TEXT TO READ:
════════════════════
By Stuart Geiger and Jamie Whitacre, made at a SciPy 2016 sprint. See the rendered, interactive, embedable map here.
The Github API is powerful. Almost anything you can do on Github can be done through the API. While this notebook is only taking you through the more passive functions that read data from Github, there are also many functions that let you make changes to Github. Be careful if you are trying out a new function!
We are using the githubPy library, and you are going to want to log in for much higher rate limits. You can put your username and password directly into a notebook (not recommended!) or put it in a file named "ghlogin.py" and then import it. Make sure that your ghlogin.py file is ignored by git in your .gitignore file.
We are using pygithub, geopy, and ipywidgets in this notebook. We are also using datetime, but that comes with python.
In [1]:
!pip install pygithub
!pip install geopy
!pip install ipywidgets
In [2]:
from github import Github
In [3]:
#this is my private login credentials, stored in ghlogin.py
import ghlogin
In [4]:
g = Github(login_or_token=ghlogin.gh_user, password=ghlogin.gh_passwd)
With this Github object, you can retreive all kinds of Github objects, which you can then futher explore.
A quick lightning tutorial inside this tutorial: there are many ways to explore the properties and methods of various objects. This is very useful when exploring a new method.
One way is to use tab completion, which is supported in Jupyter notebooks. Once you have executed code storing an object to a variable, type the variable name, then a dot, then hit tab to explore. If you don't have this, you can also use an extended version of the dir function. This vdir() function shows the methods and properties of an object, excluding those that begin with underscores (which are ones you will likely not use in this tutorial).
In [ ]:
In [43]:
def vdir(obj):
return [x for x in dir(obj) if not x.startswith('_')]
In [44]:
vdir(g)
Out[44]:
In [45]:
user = g.get_user("staeiou")
In [47]:
vdir(user)
Out[47]:
In [46]:
print(user.name)
print(user.created_at)
print(user.location)
Repositories work similarly to users. You have to call the name of the user or organization that owns the repository, then a slash, then the name of the repository. Some of these objects are easily printed (like name, description), while others are fully fledged Github objects in themselves, with many methods and properties (like organization or commit)
════════════════════
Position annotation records
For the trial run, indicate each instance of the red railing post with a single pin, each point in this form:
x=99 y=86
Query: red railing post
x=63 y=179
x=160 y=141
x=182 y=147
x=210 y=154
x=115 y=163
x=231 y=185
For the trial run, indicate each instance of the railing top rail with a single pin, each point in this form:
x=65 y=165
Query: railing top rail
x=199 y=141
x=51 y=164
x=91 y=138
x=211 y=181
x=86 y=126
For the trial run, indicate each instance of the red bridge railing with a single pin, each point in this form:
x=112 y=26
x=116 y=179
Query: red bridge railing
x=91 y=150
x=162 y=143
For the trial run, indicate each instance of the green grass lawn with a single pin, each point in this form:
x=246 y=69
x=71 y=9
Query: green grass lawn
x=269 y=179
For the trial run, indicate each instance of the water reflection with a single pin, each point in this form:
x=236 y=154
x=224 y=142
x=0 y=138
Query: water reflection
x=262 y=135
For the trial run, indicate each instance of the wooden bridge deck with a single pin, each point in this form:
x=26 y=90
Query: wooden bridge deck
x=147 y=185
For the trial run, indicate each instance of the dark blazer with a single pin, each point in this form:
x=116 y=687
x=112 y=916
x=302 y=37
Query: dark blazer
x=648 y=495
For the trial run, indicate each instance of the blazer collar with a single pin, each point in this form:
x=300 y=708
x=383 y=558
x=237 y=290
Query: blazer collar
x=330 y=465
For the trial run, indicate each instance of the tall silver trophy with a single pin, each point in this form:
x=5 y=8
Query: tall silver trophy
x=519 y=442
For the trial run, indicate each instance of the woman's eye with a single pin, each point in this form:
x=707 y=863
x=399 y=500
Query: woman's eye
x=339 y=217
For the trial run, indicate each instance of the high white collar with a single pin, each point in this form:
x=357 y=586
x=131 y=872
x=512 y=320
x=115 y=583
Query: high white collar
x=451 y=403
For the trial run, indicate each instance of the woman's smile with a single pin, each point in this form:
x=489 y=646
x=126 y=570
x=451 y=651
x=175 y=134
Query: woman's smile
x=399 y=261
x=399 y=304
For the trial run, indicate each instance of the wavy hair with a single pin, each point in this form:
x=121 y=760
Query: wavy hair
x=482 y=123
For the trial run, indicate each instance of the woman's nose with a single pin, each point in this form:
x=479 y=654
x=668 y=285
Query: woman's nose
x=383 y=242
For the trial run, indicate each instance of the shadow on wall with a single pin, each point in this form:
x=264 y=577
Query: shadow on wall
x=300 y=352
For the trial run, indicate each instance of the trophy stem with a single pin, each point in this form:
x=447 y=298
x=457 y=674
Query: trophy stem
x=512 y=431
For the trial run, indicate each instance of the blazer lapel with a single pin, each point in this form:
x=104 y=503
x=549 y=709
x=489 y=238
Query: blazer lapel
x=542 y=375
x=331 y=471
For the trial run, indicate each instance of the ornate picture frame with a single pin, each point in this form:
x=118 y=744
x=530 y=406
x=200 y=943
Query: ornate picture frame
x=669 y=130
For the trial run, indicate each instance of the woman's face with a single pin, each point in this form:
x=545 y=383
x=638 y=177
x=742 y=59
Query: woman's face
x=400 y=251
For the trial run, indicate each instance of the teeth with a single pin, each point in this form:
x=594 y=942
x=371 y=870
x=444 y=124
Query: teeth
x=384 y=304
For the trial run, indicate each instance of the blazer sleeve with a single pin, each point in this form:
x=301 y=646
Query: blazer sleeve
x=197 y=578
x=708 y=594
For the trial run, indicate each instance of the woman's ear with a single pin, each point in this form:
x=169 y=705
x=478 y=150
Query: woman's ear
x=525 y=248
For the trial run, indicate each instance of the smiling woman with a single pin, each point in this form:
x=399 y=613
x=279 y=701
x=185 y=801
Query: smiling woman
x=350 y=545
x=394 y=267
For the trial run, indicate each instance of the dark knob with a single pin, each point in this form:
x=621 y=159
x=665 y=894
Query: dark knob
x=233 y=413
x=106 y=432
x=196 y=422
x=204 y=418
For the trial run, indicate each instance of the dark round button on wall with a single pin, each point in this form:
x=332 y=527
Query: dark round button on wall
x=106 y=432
════════════════════
WHAT YOU WILL DO:
Continue the tutorial on exploring the GitHub API with PyGithub from where it stops. These records have no connection to the text.

EXERCISE RESULT:
In [7]:
repo = g.get_repo("jupyter/notebook")
In [48]:
vdir(repo)
Out[48]:
In [ ]:
There are lots of properties or methods of objects that return other objects (like repos, users, organizations), and you can quickly access properties or methods of these objects with a dot.
There there are also methods that return lists of objects, like repo.get_commits() or repo.get_contributors(). You need to iterate through these lists, or access them with indexes. What you usually get from these lists are also objects that have their own properties and methods.
In [52]:
print(repo.name)
print(repo.description)
print(repo.organization)
print(repo.organization.name)
print(repo.organization.location)
print(repo.language)
print(repo.get_contributors())
print(repo.get_commits())
In [53]:
commits = repo.get_commits()
commit = commits[0]
print("Author name: ", commit.author.name)
print("Committer name: ", commit.committer.name)
print("Lines added: ", commit.stats.additions)
print("Lines deleted: ", commit.stats.deletions)
print("Commit message:\n---------\n", commit.commit.message)
In [54]:
import datetime
In [55]:
one_month_ago = datetime.datetime.now() - datetime.timedelta(days=30)
net_lines_added = 0
num_commits = 0
for commit in repo.get_commits(since = one_month_ago):
net_lines_added += commit.stats.additions
net_lines_added -= commit.stats.deletions
num_commits += 1
print(net_lines_added, num_commits)
In [56]:
dir(issue)
Out[56]:
In [57]:
issues = repo.get_issues()
for issue in issues:
last_updated_delta = datetime.datetime.now() - issue.updated_at
if last_updated_delta > datetime.timedelta(days=365):
print(issue.title, last_updated_delta.days)
Organizations are objects too, which have similar properties:
In [58]:
org = g.get_organization("jupyter")
In [59]:
print(org.name)
print(org.created_at)
print(org.html_url)
We can go through all the repositories in the organization with the get_repos() function. It returns a list of repository objects, which have their own properties and methods.
In this example, we are iterating through all the repositories in an organization, then for an empty dictionary, setting the key to the repository's name and the value to the number of times the repository has been forked.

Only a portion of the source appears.